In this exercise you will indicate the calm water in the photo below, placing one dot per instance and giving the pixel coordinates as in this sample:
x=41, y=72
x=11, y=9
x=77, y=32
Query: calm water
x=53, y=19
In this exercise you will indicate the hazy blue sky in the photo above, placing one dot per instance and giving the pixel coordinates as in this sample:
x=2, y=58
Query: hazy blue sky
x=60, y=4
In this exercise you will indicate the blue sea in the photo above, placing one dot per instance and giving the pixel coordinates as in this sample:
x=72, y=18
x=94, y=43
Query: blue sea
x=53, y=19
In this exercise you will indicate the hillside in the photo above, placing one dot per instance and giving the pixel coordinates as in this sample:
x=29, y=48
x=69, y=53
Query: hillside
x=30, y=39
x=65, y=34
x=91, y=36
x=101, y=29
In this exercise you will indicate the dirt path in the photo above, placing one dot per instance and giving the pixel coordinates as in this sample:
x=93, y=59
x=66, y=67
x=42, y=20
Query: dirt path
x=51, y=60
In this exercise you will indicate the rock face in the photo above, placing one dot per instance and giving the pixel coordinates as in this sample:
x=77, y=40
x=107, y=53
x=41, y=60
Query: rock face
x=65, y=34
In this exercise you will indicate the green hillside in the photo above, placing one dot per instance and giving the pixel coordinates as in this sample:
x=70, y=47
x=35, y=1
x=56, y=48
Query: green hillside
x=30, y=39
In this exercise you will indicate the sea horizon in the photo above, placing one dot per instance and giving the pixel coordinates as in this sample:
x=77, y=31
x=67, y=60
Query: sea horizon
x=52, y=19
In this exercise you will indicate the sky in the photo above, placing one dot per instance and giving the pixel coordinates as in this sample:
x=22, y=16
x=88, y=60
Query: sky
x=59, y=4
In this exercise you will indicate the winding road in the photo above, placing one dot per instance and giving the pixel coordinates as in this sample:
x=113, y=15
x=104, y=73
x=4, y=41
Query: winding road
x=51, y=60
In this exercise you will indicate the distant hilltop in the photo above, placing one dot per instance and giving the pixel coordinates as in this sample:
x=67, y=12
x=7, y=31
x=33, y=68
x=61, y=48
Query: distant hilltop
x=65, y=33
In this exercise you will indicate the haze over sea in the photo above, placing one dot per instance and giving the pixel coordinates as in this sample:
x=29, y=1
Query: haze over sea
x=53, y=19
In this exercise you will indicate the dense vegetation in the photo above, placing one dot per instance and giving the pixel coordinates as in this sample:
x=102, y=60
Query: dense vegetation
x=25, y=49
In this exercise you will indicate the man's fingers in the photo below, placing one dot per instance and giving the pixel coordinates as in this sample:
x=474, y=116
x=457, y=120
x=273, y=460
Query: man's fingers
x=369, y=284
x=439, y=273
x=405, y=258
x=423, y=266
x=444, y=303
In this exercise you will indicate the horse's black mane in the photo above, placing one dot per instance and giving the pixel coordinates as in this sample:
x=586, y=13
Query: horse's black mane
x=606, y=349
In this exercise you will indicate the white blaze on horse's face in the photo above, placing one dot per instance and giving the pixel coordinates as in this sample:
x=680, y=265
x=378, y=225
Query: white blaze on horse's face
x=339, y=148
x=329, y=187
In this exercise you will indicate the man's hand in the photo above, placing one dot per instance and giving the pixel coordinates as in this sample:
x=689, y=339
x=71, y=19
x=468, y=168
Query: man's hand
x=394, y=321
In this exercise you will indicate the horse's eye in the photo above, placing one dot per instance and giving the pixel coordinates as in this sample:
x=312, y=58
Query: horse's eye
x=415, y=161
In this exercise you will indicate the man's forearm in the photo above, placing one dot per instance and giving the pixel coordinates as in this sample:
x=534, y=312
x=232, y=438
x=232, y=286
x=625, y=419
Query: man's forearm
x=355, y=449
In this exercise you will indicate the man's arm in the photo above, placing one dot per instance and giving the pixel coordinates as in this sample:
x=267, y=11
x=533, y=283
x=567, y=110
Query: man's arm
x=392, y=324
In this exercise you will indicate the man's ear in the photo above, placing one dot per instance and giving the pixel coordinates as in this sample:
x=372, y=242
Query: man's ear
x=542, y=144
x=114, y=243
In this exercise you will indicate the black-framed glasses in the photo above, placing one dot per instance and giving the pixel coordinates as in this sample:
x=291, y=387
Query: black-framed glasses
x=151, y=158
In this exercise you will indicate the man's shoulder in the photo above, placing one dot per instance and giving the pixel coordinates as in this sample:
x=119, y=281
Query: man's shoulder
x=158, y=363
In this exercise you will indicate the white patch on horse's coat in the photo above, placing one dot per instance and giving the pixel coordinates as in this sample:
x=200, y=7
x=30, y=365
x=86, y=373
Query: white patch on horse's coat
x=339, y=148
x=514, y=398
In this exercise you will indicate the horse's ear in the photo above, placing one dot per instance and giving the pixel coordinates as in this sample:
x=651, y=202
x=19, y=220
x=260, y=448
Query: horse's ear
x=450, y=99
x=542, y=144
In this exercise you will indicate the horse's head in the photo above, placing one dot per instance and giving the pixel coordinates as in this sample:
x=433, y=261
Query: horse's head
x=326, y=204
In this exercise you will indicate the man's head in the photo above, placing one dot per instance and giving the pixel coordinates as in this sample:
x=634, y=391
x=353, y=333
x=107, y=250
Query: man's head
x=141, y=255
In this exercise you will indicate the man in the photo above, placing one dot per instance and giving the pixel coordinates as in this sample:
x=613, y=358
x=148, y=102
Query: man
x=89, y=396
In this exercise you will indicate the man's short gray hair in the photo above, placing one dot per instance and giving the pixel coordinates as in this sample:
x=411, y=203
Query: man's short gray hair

Do this.
Print, unchanged, everything above from the line containing "In this exercise you will indicate the man's hand" down to the line containing "x=415, y=161". Include both of those lines.

Solution to the problem.
In this exercise you will indicate the man's hand in the photo above, placing one dot per instance and giving the pixel coordinates as in this sample:
x=689, y=339
x=71, y=19
x=468, y=168
Query: man's hand
x=394, y=321
In this exercise you will indicate the horse's eye in the photo above, placing one dot per instance and giving the pixel coordinates as in this sample:
x=312, y=58
Query: horse's eye
x=415, y=161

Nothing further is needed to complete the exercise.